» ЦЕЛЬ ЗАДАНИЯ: Дословно перепишите часть отрывка о совещании в ставке 22 апреля. Начните с места, где стоят слова «Совещание началось, как», и остановитесь после слов «на улицах Берлина.».

» ЦИТИРУЕМЫЙ ОТРЫВОК:
========================================

Этот факт открылся на совещании в ставке 22 апреля. В течение всего утра этого дня из бункера один за другим следовали телефонные звонки: Гитлер желал знать, началось ли, наконец, наступление. Один раз Гиммлер по телефону ответил, что долгожданное наступление началось. Из штаба люфтваффе поступило, однако, сообщение о том, что войска не сдвинулись с места. К трем часам пополудни никаких новостей не было. Потом началось совещание. В нем участвовали Борман, Бургдорф, Кейтель, Йодль и Кребс. Протокол вели стенографисты Хергезелль и Хаген. Дёниц на совещании не присутствовал, он вместе со своим штабом отбыл на свой командный пункт в Плоэне (Шлезвиг-Гольштейн), оставив в бункере для связи со ставкой адмирала Фосса. Фосс, вместе со своими офицерами Хевелем и Фегеляйном, с адъютантами и штабистами, остался за перегородкой, готовый явиться в зал совещаний по первому требованию. Не присутствовал на совещании и генерал Коллер, начальник штаба Геринга. Он занимался вопросами непосредственного командования; кроме того, как он плаксиво жаловался впоследствии, «я в любом случае не мог больше выносить нескончаемые оскорбления». В бункере он оставил за себя генерала Кристиана.
Совещание началось, как обычно, с изложения ситуации, представленного Кребсом и Йодлем. Ситуация была тяжелой, но не безнадежной. Потом началось обсуждение наступления Штайнера. Оно не состоялось. На фронте не произошло ровным счетом ничего. Несмотря на всю тщательную подготовку, несмотря на свирепые угрозы, ни один самолет не поднялся в воздух, так как от Штайнера не поступило ни одного приказа. После этой негативной информации начали поступать сообщения о реально произошедших событиях. В то время как все наличные войска были стянуты к югу и отданы под командование Штайнера, русские нанесли удар на севере, прорвали оборону, и их танковые части появились на улицах Берлина.
После этого разразилась буря, сделавшая совещание 22 апреля поворотным пунктом в истории последних дней Гитлера. Эта буря была описана как участниками совещания, так и дрожавшими за перегородкой адъютантами и секретарями, ожидавшими выхода из зала участников совещания, измотанных трехчасовым неистовством Гитлера. Первые впечатления были изложены путано и фрагментарно из-за переполнявших людей эмоций, но в основном все рассказывали одно и то же[152]. Гитлер пришел в неописуемую ярость. Он кричал, что все его покинули, он ругал армию, он назвал всех предателями, говорил о повальной измене, халатности, развале и лжи. Устав от собственного неистовства, он в конце своей речи сказал, что все кончено. Наконец впервые он отчаялся в своей миссии. Все было действительно кончено; Третий рейх оказался несостоятельным, а его творцу оставалось только одно – умереть. Это был конец всех сомнений. Он не поедет на юг. Все, кто желает, могут теперь это сделать, но он, Гитлер, останется в Берлине и встретит в нем свой конец.

========================================

Сохранённые записи данных
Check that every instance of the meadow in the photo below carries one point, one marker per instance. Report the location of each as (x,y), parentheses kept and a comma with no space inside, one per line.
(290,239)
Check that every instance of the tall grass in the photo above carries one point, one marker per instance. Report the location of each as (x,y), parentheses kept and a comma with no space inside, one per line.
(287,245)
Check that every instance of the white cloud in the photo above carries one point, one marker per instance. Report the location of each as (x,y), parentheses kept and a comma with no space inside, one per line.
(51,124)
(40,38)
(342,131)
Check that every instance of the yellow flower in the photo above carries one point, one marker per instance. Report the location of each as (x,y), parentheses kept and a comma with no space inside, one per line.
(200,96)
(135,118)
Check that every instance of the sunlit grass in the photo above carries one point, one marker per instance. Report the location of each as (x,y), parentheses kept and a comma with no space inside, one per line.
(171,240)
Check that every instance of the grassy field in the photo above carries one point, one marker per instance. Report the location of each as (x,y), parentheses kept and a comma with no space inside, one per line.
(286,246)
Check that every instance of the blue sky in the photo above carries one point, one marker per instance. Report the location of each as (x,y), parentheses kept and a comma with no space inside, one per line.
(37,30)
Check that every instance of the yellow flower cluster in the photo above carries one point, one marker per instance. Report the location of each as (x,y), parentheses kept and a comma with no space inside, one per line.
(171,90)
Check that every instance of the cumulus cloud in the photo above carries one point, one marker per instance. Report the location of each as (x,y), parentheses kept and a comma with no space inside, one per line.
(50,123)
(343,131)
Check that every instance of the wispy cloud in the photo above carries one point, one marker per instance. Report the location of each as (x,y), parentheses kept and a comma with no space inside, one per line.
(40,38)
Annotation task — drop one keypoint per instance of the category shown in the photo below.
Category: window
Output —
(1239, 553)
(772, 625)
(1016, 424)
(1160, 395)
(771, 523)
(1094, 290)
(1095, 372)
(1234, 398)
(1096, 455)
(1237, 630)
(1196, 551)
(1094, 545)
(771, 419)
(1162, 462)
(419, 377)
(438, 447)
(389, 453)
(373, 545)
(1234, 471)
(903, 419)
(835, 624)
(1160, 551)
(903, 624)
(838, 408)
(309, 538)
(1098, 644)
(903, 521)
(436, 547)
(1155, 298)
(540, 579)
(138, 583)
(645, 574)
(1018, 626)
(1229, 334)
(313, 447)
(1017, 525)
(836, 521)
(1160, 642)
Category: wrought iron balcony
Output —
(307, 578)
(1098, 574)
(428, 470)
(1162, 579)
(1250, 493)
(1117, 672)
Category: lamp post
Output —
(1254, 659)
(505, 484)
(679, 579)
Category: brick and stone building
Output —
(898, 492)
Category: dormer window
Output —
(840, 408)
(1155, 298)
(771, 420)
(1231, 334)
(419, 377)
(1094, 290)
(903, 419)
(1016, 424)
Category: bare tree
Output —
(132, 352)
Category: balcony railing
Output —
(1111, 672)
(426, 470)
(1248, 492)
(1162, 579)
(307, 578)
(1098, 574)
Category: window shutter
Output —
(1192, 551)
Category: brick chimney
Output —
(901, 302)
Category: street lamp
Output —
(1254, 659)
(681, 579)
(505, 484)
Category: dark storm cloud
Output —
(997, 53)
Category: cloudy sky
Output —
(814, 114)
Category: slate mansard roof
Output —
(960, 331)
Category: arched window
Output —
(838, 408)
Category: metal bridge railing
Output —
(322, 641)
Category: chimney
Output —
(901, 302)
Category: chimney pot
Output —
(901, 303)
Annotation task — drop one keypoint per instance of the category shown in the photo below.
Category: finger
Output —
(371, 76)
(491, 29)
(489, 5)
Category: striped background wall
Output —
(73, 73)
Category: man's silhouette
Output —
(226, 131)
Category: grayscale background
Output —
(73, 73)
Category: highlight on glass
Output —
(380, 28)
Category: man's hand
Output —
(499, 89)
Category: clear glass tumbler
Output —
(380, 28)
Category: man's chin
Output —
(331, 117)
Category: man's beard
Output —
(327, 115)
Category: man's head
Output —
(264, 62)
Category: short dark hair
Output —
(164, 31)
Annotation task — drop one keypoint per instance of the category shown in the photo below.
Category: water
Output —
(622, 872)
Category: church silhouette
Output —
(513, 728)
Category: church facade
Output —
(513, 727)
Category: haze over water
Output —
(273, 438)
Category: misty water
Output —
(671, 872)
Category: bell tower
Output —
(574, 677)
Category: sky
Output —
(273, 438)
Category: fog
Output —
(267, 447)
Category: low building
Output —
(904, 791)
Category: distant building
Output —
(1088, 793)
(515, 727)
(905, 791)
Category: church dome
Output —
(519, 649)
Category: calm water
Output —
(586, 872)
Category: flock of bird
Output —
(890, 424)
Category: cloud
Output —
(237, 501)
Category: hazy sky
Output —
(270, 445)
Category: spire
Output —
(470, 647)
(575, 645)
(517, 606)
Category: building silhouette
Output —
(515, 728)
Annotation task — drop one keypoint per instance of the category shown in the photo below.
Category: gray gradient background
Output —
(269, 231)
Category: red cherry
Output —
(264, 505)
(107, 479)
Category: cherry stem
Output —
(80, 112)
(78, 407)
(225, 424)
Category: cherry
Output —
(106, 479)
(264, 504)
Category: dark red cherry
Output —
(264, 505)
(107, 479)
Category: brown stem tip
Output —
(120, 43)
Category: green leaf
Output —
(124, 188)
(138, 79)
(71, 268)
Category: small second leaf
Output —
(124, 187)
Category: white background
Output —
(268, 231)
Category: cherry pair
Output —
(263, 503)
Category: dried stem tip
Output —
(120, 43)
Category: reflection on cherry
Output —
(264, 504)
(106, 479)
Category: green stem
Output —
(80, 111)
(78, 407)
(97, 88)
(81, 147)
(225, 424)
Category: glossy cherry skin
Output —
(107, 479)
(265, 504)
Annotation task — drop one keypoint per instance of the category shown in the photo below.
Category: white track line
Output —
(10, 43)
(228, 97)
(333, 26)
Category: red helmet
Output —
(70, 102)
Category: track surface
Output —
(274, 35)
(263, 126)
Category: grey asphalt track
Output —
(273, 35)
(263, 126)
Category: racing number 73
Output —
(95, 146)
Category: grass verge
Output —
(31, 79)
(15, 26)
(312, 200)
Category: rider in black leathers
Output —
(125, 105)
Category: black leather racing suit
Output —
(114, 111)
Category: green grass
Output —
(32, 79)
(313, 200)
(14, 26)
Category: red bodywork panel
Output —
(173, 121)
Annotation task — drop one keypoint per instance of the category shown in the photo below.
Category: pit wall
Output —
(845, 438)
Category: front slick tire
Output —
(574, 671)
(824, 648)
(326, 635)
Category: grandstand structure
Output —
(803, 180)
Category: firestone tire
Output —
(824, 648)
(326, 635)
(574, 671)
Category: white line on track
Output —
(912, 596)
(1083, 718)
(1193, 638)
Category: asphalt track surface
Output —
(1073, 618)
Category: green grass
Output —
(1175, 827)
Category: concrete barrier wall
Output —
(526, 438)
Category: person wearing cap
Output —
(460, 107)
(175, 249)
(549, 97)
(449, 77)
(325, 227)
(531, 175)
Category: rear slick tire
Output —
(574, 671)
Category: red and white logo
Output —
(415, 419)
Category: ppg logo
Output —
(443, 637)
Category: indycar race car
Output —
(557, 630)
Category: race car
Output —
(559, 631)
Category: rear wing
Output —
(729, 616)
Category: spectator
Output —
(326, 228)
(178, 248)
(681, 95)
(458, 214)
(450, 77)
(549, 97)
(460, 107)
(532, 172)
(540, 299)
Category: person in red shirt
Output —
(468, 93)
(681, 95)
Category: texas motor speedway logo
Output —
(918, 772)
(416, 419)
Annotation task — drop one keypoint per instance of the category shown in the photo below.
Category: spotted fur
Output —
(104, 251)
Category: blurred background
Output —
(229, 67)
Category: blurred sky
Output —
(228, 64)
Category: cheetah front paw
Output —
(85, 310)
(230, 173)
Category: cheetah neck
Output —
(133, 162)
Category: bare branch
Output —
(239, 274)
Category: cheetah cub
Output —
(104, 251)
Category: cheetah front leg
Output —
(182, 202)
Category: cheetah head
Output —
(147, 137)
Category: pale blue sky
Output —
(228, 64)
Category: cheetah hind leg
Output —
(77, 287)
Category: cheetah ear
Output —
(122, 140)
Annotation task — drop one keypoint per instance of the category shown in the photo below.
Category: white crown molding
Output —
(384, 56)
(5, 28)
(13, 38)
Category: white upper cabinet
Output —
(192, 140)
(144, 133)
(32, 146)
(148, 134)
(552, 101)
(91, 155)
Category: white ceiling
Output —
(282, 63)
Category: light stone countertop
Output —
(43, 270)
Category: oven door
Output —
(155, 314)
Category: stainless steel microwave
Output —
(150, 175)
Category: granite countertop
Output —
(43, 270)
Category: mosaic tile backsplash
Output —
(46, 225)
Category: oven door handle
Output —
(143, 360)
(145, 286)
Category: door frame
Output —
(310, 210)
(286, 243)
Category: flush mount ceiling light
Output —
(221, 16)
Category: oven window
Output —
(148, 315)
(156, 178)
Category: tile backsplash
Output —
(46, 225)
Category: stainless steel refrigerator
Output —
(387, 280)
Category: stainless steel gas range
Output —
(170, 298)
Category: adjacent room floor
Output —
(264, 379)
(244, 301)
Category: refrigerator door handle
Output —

========================================

» ОТВЕТ НА ЗАДАНИЕ:
Совещание началось, как обычно, с изложения ситуации, представленного Кребсом и Йодлем. Ситуация была тяжелой, но не безнадежной. Потом началось обсуждение наступления Штайнера. Оно не состоялось. На фронте не произошло ровным счетом ничего. Несмотря на всю тщательную подготовку, несмотря на свирепые угрозы, ни один самолет не поднялся в воздух, так как от Штайнера не поступило ни одного приказа. После этой негативной информации начали поступать сообщения о реально произошедших событиях. В то время как все наличные войска были стянуты к югу и отданы под командование Штайнера, русские нанесли удар на севере, прорвали оборону, и их танковые части появились на улицах Берлина.